(Data records)
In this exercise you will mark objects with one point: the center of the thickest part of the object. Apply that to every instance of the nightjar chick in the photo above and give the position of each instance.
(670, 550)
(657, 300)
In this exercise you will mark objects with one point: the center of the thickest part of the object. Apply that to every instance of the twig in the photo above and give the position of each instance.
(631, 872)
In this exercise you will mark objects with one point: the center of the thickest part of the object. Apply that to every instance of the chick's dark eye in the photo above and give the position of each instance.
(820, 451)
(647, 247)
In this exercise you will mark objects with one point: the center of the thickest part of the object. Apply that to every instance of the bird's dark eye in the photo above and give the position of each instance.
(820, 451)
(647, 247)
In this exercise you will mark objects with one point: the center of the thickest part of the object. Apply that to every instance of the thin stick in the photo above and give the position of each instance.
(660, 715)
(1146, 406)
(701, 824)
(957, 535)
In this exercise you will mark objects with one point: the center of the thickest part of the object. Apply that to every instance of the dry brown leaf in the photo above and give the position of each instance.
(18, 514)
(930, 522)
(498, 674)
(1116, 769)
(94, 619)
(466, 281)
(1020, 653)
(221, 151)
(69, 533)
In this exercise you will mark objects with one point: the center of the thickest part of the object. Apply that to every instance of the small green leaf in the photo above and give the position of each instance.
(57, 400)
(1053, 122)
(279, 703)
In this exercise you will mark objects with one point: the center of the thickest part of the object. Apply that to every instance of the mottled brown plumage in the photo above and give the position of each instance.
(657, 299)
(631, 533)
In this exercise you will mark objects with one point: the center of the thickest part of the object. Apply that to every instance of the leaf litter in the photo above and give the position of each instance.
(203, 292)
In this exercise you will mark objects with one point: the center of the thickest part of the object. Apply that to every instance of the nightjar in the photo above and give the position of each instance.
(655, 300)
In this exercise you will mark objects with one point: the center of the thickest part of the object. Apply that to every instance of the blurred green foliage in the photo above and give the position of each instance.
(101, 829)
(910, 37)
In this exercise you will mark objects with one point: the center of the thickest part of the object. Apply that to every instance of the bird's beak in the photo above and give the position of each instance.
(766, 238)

**PROBLEM REQUIREMENTS**.
Edit the records from the line containing "the bird's beak" through the end of the records, both included, replacing "beak" with "bill" and leaving everything else unchanged.

**TASK RESULT**.
In this exercise you will mark objects with one point: the center of the thickest part of the object. Apply that to every instance of the bird's bill in the photo above and give the position of each instance.
(766, 238)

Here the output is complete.